◆ **Problem**: Give back each entry unchanged, minus pictures.

_ _ _ _ _ _ _

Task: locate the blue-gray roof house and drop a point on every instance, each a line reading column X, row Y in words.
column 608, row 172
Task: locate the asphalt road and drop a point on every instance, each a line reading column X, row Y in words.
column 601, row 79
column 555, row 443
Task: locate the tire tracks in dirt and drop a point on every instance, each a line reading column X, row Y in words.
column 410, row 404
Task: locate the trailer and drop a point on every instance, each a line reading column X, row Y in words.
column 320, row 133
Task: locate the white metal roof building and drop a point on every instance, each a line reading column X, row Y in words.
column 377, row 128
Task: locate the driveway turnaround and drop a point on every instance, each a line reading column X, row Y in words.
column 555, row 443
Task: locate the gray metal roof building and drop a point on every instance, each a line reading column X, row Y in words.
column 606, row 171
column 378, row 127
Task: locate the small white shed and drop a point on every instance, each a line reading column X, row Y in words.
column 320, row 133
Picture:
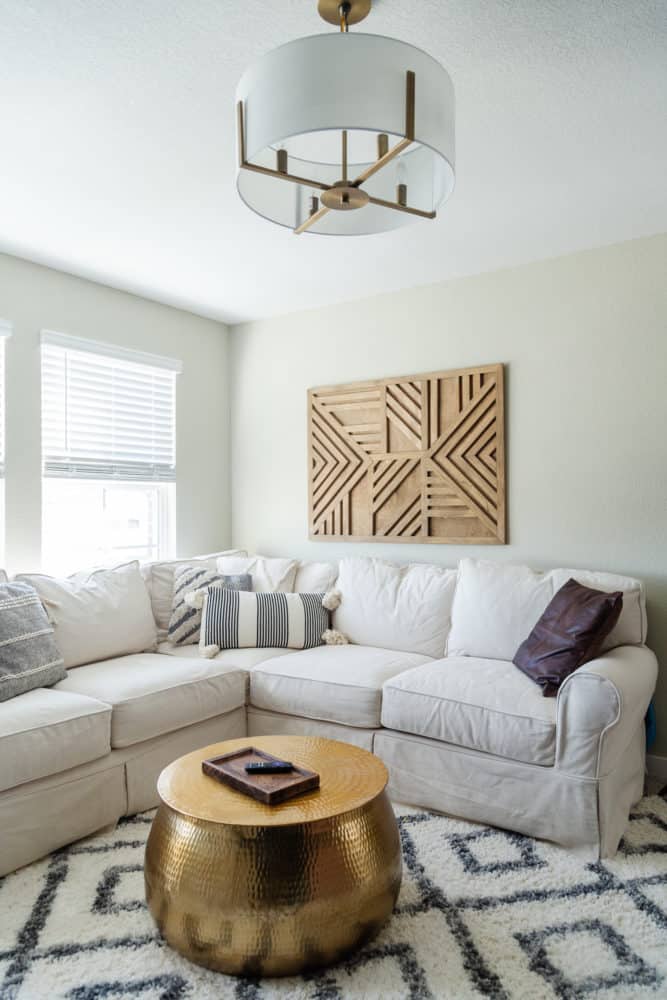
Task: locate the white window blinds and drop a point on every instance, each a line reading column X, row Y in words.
column 107, row 413
column 5, row 331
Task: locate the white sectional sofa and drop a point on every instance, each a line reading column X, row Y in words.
column 426, row 682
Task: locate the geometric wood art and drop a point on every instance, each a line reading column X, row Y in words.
column 414, row 459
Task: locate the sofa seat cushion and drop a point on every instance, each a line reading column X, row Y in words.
column 152, row 694
column 244, row 659
column 46, row 731
column 332, row 683
column 486, row 705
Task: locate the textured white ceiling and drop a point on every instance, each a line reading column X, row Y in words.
column 117, row 144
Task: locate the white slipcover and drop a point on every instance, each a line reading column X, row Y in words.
column 483, row 704
column 243, row 659
column 151, row 694
column 46, row 731
column 333, row 683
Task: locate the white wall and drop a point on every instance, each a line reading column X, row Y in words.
column 33, row 298
column 584, row 339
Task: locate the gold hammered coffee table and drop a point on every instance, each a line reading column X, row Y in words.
column 258, row 890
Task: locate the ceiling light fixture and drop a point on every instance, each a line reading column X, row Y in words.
column 345, row 134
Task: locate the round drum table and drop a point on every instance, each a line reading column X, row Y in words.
column 258, row 890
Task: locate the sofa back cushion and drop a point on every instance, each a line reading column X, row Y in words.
column 315, row 577
column 495, row 608
column 159, row 577
column 97, row 615
column 269, row 575
column 395, row 607
column 630, row 629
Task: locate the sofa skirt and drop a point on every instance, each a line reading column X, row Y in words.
column 587, row 815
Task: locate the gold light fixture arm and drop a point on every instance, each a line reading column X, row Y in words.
column 311, row 220
column 401, row 208
column 402, row 144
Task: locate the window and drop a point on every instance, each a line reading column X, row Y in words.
column 5, row 331
column 109, row 454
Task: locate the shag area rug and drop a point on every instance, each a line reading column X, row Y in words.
column 482, row 913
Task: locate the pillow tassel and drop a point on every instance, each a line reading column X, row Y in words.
column 332, row 637
column 195, row 599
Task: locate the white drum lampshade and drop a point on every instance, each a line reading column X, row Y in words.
column 369, row 117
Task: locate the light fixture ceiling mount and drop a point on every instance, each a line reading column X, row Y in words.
column 358, row 131
column 346, row 13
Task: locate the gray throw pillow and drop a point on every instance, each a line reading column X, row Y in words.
column 30, row 657
column 185, row 622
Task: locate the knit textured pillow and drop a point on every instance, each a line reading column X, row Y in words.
column 30, row 657
column 185, row 621
column 234, row 620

_ _ _ _ _ _ _

◆ **Right answer**:
Task: locate the blue-gray roof house and drop a point on every instance, each a line reading column X, row Y in words.
column 608, row 172
Task: locate the asphalt road and drop a point on every instance, each a line reading column X, row Y in words.
column 601, row 79
column 555, row 443
Task: locate the tire tracks in dirt and drop a point on every instance, each a line reading column X, row Y in words.
column 410, row 404
Task: locate the trailer and drop a point on every instance, each a line reading column X, row Y in words.
column 320, row 133
Task: locate the white metal roof building and drop a point on every instance, each a line reading column X, row Y in words.
column 377, row 128
Task: locate the driveway turnaround and drop a point on every instance, each a line reading column X, row Y in words.
column 555, row 443
Task: locate the gray metal roof building and drop a point on every instance, each a line reading column X, row Y in words.
column 606, row 171
column 378, row 127
Task: locate the small white shed and drop a point on every instance, each a line reading column X, row Y in words.
column 320, row 133
Picture:
Task: locate the white window blinds and drop a point on every instance, each a line reading column X, row Y in words.
column 107, row 413
column 5, row 331
Task: locate the white sectional sofa and drop a point on every instance, each a line reading column X, row Y in words.
column 426, row 682
Task: locate the geometric wood art and drop a point on every instance, each a line reading column X, row Y in words.
column 414, row 459
Task: locate the sofa seat cushion and drop a point on every instance, each a line reading column X, row Y in words.
column 152, row 694
column 244, row 659
column 46, row 731
column 332, row 683
column 486, row 705
Task: locate the textured white ceiling and drop a point on every instance, each a line reading column X, row Y in words.
column 117, row 144
Task: locate the white slipcover and drop a point on every instance, each a line reading column X, row Y in words.
column 483, row 704
column 243, row 659
column 151, row 694
column 46, row 731
column 333, row 683
Task: locate the white wall and drop a point on every instance, each a line reading column X, row Y in words.
column 33, row 298
column 584, row 339
Task: locate the gold hammered coffee table and drop a point on every instance, each a line reading column X, row Y in words.
column 258, row 890
Task: locate the ceiling light fixture and drop a point on every instance, each a line reading column X, row Y in words.
column 345, row 134
Task: locate the round drum table and drop a point on every instance, each a line reading column X, row Y in words.
column 258, row 890
Task: locate the sofa back cushion and drop a point on every instance, each a line reading column X, row Y in words.
column 315, row 577
column 495, row 608
column 159, row 577
column 97, row 615
column 269, row 575
column 395, row 607
column 630, row 629
Task: locate the sofa skirt and drop a point on every instance, each a line reading column X, row Y in words.
column 587, row 815
Task: locate the gold light fixture arm and drop a point on every instance, each a line reading column X, row Y in words.
column 311, row 220
column 401, row 208
column 402, row 144
Task: locate the window and drop a point on every instance, each a line reading column X, row Y in words.
column 5, row 331
column 109, row 454
Task: locate the shag area rug and drop a point on every instance, each a line reading column X, row Y in words.
column 482, row 913
Task: locate the pillow tassel and drop a point on every instance, each a line reading column X, row Y in words.
column 332, row 637
column 195, row 599
Task: locate the white drum lampshade and drop a point on every instance, each a line reading column X, row Y in words.
column 369, row 117
Task: locate the light fixture ceiling mount and drop a point on every instance, each a line reading column X, row Y in words.
column 358, row 131
column 346, row 13
Task: locate the gray throw pillow and drop a point on every instance, each a line reading column X, row Y in words.
column 30, row 657
column 185, row 622
Task: locate the knit textured pillow and drop a point on every instance, each a line reading column X, row Y in words.
column 30, row 657
column 185, row 621
column 234, row 620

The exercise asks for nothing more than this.